▸ **What the task asks**: Here are some records; copy every line that holds the word "striped".

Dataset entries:
────
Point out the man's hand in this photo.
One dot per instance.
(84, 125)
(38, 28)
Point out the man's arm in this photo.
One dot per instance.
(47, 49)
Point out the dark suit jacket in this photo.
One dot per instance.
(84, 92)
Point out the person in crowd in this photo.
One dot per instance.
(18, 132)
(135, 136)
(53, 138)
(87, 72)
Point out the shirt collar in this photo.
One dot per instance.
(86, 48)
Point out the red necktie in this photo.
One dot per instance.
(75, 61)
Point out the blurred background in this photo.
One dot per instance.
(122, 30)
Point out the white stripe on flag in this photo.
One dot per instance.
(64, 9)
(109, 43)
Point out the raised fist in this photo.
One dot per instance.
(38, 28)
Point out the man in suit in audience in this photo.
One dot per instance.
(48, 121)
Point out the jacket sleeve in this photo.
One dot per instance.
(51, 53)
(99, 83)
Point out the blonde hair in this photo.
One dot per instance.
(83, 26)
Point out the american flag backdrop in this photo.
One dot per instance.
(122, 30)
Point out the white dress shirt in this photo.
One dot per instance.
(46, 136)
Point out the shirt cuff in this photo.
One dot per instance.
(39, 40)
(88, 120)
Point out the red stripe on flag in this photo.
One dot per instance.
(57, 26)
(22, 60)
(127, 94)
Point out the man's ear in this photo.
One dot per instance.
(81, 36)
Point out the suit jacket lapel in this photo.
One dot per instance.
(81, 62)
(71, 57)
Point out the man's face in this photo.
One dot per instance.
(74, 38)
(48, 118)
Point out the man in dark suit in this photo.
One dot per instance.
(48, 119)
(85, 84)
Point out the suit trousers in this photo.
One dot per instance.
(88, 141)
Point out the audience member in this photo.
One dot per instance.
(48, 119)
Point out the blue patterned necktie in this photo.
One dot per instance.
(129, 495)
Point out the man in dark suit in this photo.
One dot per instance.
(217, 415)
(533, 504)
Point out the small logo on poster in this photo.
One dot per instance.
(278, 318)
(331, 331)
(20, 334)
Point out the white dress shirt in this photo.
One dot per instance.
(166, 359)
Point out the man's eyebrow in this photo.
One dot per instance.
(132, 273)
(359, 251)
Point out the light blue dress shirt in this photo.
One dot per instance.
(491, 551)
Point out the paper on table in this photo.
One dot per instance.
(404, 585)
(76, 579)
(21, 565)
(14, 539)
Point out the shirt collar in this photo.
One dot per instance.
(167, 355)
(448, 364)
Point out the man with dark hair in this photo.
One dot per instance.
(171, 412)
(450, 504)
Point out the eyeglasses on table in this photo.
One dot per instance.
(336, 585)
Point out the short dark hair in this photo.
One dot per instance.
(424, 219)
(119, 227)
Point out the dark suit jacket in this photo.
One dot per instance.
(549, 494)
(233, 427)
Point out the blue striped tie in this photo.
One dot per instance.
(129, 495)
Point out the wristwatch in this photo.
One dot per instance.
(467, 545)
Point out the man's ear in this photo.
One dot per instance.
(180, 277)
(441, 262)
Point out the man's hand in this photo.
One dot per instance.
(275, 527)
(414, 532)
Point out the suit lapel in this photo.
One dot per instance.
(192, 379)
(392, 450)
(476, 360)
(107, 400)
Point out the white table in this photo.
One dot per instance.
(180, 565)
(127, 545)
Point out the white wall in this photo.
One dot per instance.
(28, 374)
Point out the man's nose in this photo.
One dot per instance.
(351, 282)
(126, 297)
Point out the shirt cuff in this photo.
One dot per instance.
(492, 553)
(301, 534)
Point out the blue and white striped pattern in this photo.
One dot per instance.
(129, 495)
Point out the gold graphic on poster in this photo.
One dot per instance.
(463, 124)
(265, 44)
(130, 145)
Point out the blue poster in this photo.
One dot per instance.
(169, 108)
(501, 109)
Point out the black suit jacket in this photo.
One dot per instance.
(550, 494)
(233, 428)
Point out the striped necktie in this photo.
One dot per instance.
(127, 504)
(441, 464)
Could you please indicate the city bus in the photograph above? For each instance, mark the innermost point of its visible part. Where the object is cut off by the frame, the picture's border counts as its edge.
────
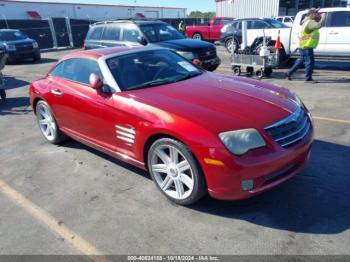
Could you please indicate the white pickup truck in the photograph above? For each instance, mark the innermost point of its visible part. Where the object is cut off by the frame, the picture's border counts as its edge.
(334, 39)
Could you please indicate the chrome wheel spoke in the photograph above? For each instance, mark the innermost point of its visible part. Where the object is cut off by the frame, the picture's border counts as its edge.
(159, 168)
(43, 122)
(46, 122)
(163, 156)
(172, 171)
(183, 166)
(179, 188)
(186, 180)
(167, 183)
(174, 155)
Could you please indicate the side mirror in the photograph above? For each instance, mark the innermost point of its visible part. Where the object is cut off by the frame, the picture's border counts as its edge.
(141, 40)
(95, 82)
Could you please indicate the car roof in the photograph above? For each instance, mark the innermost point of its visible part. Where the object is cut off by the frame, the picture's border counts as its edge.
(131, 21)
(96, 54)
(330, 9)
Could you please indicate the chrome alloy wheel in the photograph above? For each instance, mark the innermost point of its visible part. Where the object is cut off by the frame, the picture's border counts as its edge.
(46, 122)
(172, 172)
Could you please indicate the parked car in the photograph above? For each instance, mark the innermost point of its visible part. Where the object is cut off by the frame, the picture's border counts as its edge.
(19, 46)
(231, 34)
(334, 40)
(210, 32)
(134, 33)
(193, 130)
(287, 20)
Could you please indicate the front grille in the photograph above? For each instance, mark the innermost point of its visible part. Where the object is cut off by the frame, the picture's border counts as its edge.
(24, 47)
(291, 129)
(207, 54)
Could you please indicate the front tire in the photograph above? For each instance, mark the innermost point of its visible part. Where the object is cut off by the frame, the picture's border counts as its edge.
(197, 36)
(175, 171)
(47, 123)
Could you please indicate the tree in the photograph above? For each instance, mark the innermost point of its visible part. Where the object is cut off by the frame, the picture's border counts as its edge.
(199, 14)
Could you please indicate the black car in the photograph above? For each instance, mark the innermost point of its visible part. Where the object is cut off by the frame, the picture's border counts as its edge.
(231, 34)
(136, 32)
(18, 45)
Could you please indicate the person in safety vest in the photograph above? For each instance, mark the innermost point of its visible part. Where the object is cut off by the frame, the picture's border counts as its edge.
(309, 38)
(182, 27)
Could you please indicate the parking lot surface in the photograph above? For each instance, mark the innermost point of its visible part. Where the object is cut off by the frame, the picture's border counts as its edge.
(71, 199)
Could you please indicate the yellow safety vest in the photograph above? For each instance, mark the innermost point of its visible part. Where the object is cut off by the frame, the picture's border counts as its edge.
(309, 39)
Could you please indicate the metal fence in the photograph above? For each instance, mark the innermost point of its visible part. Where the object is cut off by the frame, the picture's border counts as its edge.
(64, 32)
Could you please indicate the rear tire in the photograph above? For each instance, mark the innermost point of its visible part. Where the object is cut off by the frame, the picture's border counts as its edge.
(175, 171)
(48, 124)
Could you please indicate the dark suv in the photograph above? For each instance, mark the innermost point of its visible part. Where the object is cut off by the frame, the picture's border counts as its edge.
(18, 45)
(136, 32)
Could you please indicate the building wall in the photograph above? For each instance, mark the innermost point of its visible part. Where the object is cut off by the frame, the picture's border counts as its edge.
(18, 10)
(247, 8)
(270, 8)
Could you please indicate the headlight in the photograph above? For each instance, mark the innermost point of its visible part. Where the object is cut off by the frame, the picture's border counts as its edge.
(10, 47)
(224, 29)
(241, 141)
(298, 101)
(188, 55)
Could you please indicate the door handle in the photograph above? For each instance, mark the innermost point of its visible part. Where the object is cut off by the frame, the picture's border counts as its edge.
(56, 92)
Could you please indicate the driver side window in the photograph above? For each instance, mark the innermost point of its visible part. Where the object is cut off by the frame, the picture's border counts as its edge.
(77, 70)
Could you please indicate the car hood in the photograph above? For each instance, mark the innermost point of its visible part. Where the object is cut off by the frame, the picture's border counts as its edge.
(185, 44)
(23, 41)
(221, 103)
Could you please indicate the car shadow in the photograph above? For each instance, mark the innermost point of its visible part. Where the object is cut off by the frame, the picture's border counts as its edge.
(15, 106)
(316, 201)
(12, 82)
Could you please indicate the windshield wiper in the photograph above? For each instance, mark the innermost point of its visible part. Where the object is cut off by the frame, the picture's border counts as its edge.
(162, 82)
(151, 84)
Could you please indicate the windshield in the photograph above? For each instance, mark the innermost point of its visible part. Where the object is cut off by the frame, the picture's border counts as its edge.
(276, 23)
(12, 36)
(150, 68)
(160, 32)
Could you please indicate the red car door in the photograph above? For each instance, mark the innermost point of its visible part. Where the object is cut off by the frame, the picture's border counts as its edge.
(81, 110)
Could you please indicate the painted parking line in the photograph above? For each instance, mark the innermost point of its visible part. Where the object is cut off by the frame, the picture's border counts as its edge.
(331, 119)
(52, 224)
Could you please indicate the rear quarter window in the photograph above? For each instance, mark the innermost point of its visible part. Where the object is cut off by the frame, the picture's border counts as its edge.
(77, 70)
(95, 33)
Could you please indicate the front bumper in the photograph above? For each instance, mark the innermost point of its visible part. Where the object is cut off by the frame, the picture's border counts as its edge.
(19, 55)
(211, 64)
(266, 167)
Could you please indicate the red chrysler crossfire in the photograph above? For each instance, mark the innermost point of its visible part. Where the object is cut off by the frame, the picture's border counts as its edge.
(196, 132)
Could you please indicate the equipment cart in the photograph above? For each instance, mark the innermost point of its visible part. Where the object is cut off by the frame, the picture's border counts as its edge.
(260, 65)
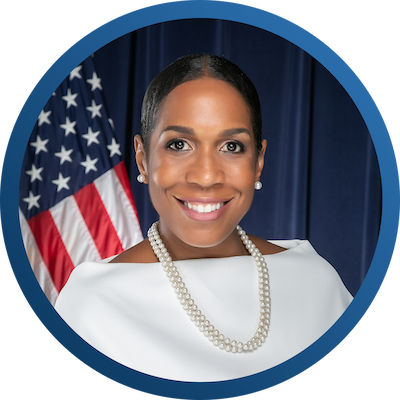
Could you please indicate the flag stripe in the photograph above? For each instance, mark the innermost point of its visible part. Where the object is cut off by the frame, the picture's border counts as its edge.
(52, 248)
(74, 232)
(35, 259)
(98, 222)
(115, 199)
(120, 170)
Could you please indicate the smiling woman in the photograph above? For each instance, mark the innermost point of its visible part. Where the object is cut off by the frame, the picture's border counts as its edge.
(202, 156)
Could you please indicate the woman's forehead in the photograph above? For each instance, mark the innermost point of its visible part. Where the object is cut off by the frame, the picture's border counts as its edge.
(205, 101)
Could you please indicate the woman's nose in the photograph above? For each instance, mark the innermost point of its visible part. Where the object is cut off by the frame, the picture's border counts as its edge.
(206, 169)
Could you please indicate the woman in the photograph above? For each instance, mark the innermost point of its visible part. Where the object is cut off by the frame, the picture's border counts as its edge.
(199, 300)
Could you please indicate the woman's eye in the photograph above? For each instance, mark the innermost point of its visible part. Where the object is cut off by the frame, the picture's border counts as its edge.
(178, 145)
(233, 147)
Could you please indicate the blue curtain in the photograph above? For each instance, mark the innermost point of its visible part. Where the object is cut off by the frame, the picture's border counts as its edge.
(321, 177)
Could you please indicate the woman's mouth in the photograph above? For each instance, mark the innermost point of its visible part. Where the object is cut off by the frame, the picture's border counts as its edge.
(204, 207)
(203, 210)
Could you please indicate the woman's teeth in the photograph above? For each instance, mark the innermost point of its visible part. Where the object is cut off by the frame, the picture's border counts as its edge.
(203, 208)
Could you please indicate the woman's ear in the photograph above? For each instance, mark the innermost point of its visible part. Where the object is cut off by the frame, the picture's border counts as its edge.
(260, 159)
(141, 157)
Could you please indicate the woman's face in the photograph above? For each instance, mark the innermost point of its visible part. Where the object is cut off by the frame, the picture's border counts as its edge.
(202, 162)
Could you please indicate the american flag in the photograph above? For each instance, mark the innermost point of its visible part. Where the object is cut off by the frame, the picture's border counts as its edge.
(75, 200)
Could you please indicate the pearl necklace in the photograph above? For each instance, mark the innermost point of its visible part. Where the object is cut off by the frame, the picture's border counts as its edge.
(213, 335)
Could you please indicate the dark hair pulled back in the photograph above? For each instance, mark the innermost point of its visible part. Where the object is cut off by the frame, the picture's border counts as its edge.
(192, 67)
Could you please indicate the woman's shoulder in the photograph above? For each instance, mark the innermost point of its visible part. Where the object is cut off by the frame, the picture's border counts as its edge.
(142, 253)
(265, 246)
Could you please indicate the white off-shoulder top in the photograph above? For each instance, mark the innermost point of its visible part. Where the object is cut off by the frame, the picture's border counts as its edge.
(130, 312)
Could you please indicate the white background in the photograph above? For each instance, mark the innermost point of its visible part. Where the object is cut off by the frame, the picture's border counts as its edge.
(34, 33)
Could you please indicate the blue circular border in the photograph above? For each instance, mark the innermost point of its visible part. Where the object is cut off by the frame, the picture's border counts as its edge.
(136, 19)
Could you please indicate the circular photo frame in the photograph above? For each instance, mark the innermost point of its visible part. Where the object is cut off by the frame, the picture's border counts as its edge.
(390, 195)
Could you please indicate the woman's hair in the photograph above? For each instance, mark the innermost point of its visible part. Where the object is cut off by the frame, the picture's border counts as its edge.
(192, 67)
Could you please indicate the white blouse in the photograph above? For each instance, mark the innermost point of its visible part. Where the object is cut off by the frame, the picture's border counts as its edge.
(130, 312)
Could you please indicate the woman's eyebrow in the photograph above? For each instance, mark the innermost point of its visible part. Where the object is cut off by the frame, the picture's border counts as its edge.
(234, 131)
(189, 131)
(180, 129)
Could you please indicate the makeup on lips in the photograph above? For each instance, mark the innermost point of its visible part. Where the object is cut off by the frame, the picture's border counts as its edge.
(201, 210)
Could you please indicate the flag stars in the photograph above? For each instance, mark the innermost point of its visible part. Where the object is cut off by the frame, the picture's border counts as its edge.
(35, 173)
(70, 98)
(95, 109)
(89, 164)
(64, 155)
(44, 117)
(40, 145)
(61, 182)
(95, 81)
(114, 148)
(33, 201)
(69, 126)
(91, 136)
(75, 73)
────
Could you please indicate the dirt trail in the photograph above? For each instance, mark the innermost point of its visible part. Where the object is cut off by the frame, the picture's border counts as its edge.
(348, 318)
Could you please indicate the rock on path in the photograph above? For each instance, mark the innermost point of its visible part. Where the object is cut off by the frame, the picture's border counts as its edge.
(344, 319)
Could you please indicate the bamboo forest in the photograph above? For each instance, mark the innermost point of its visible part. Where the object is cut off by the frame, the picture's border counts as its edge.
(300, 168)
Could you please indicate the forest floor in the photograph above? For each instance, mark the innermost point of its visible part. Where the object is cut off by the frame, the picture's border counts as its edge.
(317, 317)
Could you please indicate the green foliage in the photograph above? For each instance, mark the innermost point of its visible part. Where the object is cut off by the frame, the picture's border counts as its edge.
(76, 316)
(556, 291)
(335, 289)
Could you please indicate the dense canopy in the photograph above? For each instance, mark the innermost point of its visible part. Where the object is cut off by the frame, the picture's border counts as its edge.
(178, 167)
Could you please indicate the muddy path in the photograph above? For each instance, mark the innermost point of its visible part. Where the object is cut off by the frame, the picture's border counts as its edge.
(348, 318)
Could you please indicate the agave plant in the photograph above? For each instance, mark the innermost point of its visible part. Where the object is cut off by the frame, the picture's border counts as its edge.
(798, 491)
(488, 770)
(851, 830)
────
▸ **Output of the exercise**:
Point out the blue striped tie in this photo.
Point out the blue and white striped pattern in this photo.
Point out the striped necktie in this photo.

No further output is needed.